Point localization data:
# # # #
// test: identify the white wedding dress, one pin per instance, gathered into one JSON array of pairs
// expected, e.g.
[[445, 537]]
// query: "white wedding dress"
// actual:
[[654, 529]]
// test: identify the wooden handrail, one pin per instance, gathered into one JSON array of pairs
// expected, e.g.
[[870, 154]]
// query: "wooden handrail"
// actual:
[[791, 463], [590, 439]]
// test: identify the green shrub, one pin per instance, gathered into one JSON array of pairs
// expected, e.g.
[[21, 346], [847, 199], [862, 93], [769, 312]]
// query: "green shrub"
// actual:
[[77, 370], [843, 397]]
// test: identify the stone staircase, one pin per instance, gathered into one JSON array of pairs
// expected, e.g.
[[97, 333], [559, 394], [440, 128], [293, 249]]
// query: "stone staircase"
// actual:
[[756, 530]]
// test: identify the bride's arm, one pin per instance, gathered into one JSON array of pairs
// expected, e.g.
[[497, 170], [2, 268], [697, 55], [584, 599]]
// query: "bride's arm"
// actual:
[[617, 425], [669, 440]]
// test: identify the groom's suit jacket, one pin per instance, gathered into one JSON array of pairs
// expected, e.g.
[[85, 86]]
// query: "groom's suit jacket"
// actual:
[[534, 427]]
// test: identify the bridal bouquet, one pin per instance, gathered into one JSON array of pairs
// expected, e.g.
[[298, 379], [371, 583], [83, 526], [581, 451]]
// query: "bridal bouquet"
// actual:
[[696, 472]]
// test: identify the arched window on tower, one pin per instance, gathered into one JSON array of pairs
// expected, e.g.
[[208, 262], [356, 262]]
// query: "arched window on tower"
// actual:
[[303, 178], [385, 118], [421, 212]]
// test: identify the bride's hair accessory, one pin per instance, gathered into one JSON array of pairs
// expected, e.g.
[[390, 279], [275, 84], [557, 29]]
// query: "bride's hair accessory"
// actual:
# # # #
WHAT TO WORK ON ▸ The answer must be a word-for-word transcription of every record above.

WRITTEN ANSWER ▸
// test: identify the white wedding dress, one pin per instance, gathered into one JSON array of pairs
// expected, e.g.
[[445, 537]]
// query: "white wedding dress"
// actual:
[[654, 529]]
// test: identify the wooden handrail, one pin per instance, gathered into one JSON array of pairs
// expected, e.g.
[[870, 154]]
// query: "wooden handrail"
// actual:
[[791, 463], [590, 439]]
// test: identify the green shrub, one pin per instance, gathered into one JSON array of pairs
// expected, e.g.
[[21, 346], [847, 199], [862, 93], [769, 312]]
// query: "green shrub"
// actual:
[[77, 370], [843, 397]]
// test: identify the stone staircase, one pin per instance, gathered into one JSON array of pairs
// expected, e.g.
[[97, 333], [559, 394], [440, 128], [293, 249]]
// query: "stone staircase"
// actual:
[[756, 530]]
// test: identify the bride's arm, one pin per instance, gathered into one JSON array of pairs
// expected, e.g.
[[497, 170], [2, 268], [697, 55], [584, 599]]
// query: "bride's arm"
// actual:
[[617, 425], [669, 440]]
// test: identify the groom's suit jacket, one pin per instance, gathered into one JSON array of pairs
// expected, e.g.
[[85, 86]]
// query: "groom's suit jacket"
// actual:
[[534, 427]]
// test: identify the bridal bouquet, one pin per instance, gathered into one JSON array of pairs
// expected, e.g.
[[298, 379], [371, 583], [83, 526], [581, 451]]
// query: "bridal bouquet"
// actual:
[[696, 472]]
// test: identify the arched window on tower, one pin per instance, gathered into one JSON array of pairs
// expected, e.g.
[[208, 262], [356, 262]]
// query: "arched window on tower"
// actual:
[[303, 178], [385, 118], [421, 212]]
// test: identify the bride's hair accessory, one pin per instance, gathered into one JSON array of pairs
// expected, e.g.
[[390, 279], [275, 84], [557, 29]]
// query: "bride's hair accessory"
// actual:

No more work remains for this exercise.